• [Set task A]: Translate this sentence from the Trimble disclosure into Spanish: "EY has been performing and continues to perform incremental audit procedures responsive to the identified material weaknesses."
• [Set task B]: Decide whether each statement agrees with the Trimble disclosure, answering yes or no and quoting the deciding words: (i) The 2024 Annual Meeting will be held only by remote communication. (ii) The 2024 Annual Meeting is scheduled for a Tuesday. (iii) The assessment of the internal controls over financial reporting has been completed.
• [Set task C]: According to the Trimble disclosure, at what time will the 2024 Annual Meeting of Stockholders begin?

• [Given text]:
####################

As previously disclosed, Trimble Inc. (the “Company”) intends to hold its 2024 Annual Meeting of Stockholders (the “2024 Annual Meeting”) at 10:00 a.m. Mountain time on Monday, September 30, 2024 and solely by means of remote communication.
As of today, the previously disclosed assessment of the impacts related to the Company’s internal controls over financial reporting by management and Ernst & Young LLP (“EY”), the Company’s independent registered public accounting firm, is progressing, and all parties continue to work diligently to finish the assessment as soon as practicable. EY has been performing and continues to perform incremental audit procedures responsive to the identified material weaknesses.

####################

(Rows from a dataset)
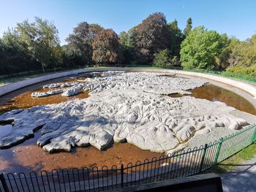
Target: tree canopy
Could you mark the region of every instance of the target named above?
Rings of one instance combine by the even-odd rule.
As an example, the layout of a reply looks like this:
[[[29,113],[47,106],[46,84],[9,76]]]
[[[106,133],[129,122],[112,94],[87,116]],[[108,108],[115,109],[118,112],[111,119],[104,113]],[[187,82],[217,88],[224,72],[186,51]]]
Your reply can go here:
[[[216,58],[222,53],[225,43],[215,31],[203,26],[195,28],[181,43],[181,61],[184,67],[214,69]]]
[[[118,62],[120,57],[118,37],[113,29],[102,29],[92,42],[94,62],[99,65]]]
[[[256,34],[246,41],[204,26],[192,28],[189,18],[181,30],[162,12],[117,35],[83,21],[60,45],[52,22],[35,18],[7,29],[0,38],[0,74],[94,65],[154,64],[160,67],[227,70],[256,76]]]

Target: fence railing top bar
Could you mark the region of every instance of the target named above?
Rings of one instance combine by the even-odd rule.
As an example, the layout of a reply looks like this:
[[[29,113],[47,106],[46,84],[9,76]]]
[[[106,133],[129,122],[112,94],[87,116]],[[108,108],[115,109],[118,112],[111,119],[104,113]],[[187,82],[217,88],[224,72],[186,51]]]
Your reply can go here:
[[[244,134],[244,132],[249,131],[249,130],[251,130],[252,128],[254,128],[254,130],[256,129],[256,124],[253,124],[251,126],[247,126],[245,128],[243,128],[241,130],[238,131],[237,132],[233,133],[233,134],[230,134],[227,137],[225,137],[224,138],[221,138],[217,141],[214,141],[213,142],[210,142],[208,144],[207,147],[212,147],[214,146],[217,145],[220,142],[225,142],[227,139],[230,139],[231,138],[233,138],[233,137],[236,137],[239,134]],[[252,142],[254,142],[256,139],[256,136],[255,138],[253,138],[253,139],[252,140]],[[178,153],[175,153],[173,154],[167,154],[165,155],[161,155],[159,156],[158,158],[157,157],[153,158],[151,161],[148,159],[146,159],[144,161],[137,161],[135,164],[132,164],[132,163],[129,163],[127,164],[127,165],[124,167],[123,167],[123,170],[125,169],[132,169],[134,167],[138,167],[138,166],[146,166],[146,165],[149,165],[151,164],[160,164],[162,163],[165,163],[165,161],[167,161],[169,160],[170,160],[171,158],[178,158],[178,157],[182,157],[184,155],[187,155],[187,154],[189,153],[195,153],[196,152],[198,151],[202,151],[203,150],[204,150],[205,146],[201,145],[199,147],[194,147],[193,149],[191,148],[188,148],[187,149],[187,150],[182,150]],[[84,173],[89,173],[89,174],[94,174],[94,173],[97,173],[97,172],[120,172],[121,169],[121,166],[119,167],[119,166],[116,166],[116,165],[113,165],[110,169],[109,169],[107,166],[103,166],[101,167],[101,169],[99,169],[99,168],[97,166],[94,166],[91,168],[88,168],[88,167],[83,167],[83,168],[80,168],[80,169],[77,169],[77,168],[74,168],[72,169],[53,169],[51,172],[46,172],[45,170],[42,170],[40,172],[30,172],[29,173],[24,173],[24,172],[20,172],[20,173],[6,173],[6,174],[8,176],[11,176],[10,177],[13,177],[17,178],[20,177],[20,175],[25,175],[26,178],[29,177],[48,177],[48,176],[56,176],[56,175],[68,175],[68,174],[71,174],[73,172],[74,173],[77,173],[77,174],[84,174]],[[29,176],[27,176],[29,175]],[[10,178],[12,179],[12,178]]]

####################

• [Response A]: EY ha estado realizando y continúa realizando procedimientos de auditoría adicionales en respuesta a las debilidades materiales identificadas.

• [Response B]:
(i) Yes: "solely by means of remote communication."
(ii) No: "Monday, September 30, 2024."
(iii) No: "is progressing, and all parties continue to work diligently to finish the assessment as soon as practicable."

• [Response C]: 10:00 a.m. Mountain time.